The OC Finale: A Summer Without Summer

Update: If you’re looking for the Season 3 Finale (2006), you can find it here: The Final OC Finale (Finally). If you’re looking for the Season 2 Finale (2005), you can find it here: The OC Finale: Human Chinome Project.

Filled with dread over the wedding It was Cinco de Mayo, clear and pleasant. All day, inboxes had crackled with speculation, and shout-outs to fave characters. “I hope Oliver comes back!” one pal wrote. “Are we supposed to believe Chino is the father of that baby?” another had demanded to know. Now, a warm evening in the neighborhood found families walking dogs and babies. The college girls were jogging in just their shorts and sports bras. And goatee’d ad reps chatted languidly on porches, discussing the ethical mettle of Sandy Cohen over Sierra Nevadas and cheese. The windows were open at my house, and the ambient drone of a neighbor’s lawn mower shared an aural channel with Seacrest’s sculpted yap. It was difficult to tell if he was speaking English – the vowels seemed right, but the noise was a just a jumble of platitudes and clackering whitestrip teeth. His herd of contestants smiled into the lights of the firing squad as the Black & Decker buzzed in my neighbor’s front yard. “Idol” was ending, and as the faint smell of fertilizer wafted through my window, I realized summer was just beginning. Somewhere, GI Jacque saluted.

- [Entries]
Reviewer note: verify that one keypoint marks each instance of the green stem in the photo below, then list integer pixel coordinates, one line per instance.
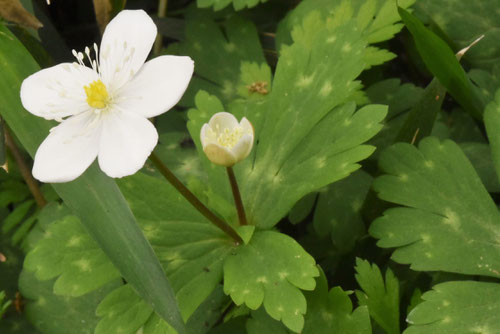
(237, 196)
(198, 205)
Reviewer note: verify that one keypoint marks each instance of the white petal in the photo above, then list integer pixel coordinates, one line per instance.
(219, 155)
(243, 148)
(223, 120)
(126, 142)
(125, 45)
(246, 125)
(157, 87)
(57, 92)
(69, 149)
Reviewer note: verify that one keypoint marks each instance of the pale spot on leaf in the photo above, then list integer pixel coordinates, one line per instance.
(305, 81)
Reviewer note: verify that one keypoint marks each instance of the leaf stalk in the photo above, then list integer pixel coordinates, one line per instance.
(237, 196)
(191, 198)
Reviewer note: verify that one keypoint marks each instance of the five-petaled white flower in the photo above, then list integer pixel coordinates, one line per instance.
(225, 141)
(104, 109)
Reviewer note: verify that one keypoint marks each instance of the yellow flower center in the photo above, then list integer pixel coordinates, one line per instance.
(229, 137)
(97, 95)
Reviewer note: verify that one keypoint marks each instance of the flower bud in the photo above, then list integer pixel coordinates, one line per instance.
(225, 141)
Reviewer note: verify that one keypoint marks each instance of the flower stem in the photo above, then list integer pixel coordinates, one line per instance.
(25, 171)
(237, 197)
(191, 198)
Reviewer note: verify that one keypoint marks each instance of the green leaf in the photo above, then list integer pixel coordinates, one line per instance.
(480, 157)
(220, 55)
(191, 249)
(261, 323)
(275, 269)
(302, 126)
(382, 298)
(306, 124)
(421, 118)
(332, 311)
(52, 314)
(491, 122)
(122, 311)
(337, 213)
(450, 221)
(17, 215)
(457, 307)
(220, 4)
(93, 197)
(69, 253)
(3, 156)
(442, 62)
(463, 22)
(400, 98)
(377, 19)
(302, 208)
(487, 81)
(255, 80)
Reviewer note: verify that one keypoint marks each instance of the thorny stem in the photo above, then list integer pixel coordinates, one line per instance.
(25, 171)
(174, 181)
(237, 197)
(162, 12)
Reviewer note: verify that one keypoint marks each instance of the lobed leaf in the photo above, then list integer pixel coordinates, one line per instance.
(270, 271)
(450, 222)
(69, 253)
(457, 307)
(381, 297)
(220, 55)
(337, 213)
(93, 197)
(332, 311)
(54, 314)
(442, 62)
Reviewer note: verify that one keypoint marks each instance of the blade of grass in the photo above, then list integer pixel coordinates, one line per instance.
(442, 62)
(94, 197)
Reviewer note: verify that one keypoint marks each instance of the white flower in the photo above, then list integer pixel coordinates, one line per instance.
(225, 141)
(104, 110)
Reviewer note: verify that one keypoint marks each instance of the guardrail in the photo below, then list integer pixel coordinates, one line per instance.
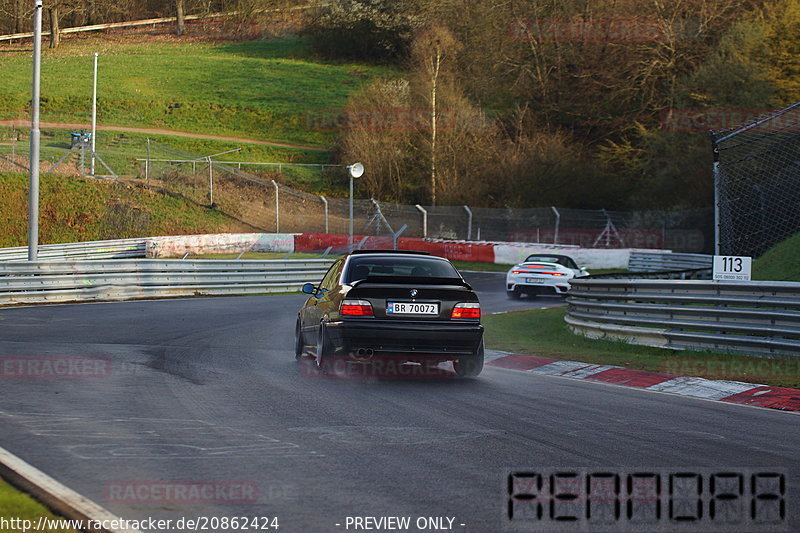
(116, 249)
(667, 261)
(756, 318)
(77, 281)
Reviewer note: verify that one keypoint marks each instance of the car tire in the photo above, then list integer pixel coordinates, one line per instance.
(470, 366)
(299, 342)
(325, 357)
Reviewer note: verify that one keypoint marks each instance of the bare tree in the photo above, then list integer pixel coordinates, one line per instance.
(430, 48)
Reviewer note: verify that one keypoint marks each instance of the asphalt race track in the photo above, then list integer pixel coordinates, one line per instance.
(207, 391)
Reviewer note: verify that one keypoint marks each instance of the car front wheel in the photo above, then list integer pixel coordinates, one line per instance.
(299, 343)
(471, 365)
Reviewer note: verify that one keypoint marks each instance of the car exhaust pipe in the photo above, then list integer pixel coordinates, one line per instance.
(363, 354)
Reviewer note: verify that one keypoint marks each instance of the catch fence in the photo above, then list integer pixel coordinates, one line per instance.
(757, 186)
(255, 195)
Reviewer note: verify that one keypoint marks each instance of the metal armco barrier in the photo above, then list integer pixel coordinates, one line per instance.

- [Problems and tasks]
**A.** In the post about The OC finale, translate this sentence into Spanish: "Now, a warm evening in the neighborhood found families walking dogs and babies."
**B.** According to the post about The OC finale, what day was it when the described evening took place?
**C.** Write a continuation of the post about The OC finale, picking up right after its final sentence.

- [The answers]
**A.** Ahora, una cálida tarde en el barrio encontraba a familias paseando perros y bebés.

**B.** It was Cinco de Mayo.

**C.**
In the run-up to “The OC”‘ finale, Fox did fan the flames of Ryan’s probable/assumed babydaddy status. However, the majority of its spots promoted the show in slow motion yearbook fashion, with memories of last summer’s tentative try out fading into the jelled camaraderie – and of course, melodrama – of the most recent episodes. It was another master stroke for Fox, which has somehow done everything “OC” right, and taken a Swan dive everywhere else. While HBO has Sundays on lockdown, and the WB attaches artful cache to its cadre of chiseled and comely programming, nothing has cultivated and nourished an audience with as much warmth and organic skill as “The OC.” Late Thursday night, as “Friends” finally died, a table of NBC big wigs ritualistically shit their pants.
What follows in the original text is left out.